» Objective A
Show each line from the entries below that contains the word "with".

--- START OF Selected passage ---

The narrative of India emerging as the primary global economic engine by 2060 is increasingly tethered to China’s self-imposed demographic constraints rather than purely organic Indian acceleration. While the World Inequality Lab identifies a clear shift in purchasing power parity rankings, investors must differentiate between raw economic scale and actual wealth creation. China’s reliance on capital-intensive expansion faces a wall, as its working-age population is projected to contract sharply, forcing a transition from quantity-based output to a reliance on total factor productivity that has yet to be fully realized.

The Structural Productivity Gap

India’s pathway to economic parity remains haunted by a persistent productivity lag that distinguishes it from its northern neighbor. Research indicates that while India benefits from a youthful demographic dividend, it has historically struggled to convert this human capital into high-value manufacturing or service-sector dominance at the scale required for global leadership. Unlike the investment-led infrastructure growth seen in China during the early 2000s, India’s growth model is increasingly domestic-consumption driven. This makes the economy resilient to external shocks but creates a secondary hurdle: the struggle to maintain high growth rates without exacerbating existing income inequality, which remains markedly higher in India than in the Chinese model.

--- END OF Selected passage ---
--- START OF Records ---

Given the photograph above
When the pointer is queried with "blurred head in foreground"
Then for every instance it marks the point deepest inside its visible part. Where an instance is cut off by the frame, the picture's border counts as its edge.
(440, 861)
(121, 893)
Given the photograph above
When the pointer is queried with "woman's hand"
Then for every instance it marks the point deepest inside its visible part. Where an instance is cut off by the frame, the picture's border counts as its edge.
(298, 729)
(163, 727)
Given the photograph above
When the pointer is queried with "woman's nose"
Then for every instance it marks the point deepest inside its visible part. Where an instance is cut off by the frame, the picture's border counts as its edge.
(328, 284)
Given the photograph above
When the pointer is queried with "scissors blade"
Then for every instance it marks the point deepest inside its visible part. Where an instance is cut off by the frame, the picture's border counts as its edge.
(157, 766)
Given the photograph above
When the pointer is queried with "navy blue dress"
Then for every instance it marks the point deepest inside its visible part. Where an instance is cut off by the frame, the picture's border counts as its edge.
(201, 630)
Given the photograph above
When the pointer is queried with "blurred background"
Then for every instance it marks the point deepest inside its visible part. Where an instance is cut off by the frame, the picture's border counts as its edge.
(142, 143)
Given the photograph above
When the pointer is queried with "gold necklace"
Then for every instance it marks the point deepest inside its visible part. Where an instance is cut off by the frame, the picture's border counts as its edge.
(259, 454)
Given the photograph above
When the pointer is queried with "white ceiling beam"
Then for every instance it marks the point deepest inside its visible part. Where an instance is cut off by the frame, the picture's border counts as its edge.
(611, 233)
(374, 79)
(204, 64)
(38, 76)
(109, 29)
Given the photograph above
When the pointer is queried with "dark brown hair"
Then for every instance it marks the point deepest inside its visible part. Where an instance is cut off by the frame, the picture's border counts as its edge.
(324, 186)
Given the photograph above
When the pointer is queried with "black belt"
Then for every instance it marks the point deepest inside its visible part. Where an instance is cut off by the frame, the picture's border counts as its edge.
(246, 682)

--- END OF Records ---

» Objective B
In the passage on India's and China's economies, why is China being pushed away from capital-intensive, quantity-based growth? Answer in one to three sentences.

» Complete output A
When the pointer is queried with "blurred head in foreground"
When the pointer is queried with "woman's hand"
When the pointer is queried with "woman's nose"
When the pointer is queried with "scissors blade"
When the pointer is queried with "navy blue dress"
When the pointer is queried with "blurred background"
When the pointer is queried with "gold necklace"
When the pointer is queried with "white ceiling beam"
When the pointer is queried with "dark brown hair"
When the pointer is queried with "black belt"

» Complete output B
China's working-age population is projected to shrink sharply, so its reliance on capital-intensive expansion is hitting a wall. This forces a shift from quantity-based output to relying on total factor productivity, which has not yet been fully realized.